=== Source extract ===
-----
Jay Boy Adams

Location:
Comfort, Texas, US
Type:
Artist / Band / Musician
Genre:
Americana / Folk Rock / Blues
Site(s):
Label:
SMITH MUSIC GROUP/Rockin' Heart Records
Type:
Indie
Singer, songwriter and guitarist Jay Boy Adams refutes F. Scott Fitzgerald’s maxim that there are no second acts in American lives by having not just one but two notable musical careers. A pioneering roots-rock recording and touring artist from 1976 to 1982, he bowed out of music to raise a family and found one of the top tour bus transportation companies in the music business, and later help guide country star Pat Green to fame as his manager. And then returned to making music a quarter century later with his acclaimed Top 5 Americana chart album The Shoe Box in 2007.
-----
=== Supplied entries ===
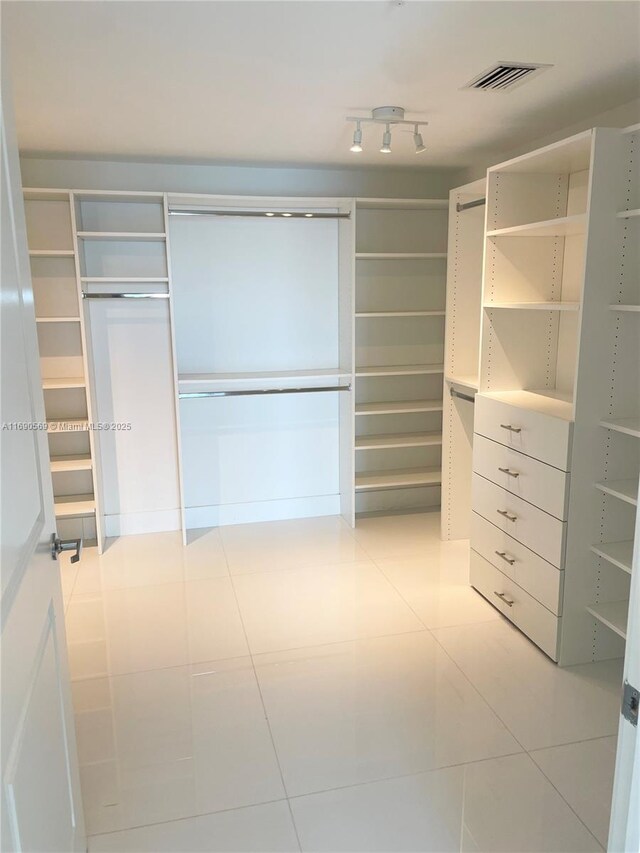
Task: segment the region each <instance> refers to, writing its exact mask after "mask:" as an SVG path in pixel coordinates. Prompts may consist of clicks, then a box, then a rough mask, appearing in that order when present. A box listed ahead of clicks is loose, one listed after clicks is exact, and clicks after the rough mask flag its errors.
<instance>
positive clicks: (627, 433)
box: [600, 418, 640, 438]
-----
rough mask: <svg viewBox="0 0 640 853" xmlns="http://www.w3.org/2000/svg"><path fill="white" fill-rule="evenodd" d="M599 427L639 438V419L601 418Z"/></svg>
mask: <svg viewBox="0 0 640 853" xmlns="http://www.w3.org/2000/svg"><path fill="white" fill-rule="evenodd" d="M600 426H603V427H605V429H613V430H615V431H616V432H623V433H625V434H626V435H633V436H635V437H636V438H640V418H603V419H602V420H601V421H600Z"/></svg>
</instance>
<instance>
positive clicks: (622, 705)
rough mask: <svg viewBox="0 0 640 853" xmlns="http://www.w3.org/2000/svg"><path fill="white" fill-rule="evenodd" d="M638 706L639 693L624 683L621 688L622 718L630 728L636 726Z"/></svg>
-----
=== Task brief ===
Name every genre given in the Jay Boy Adams profile. The listing that comes after the profile isn't needed for this.

=== Task result ===
Americana, Folk Rock, Blues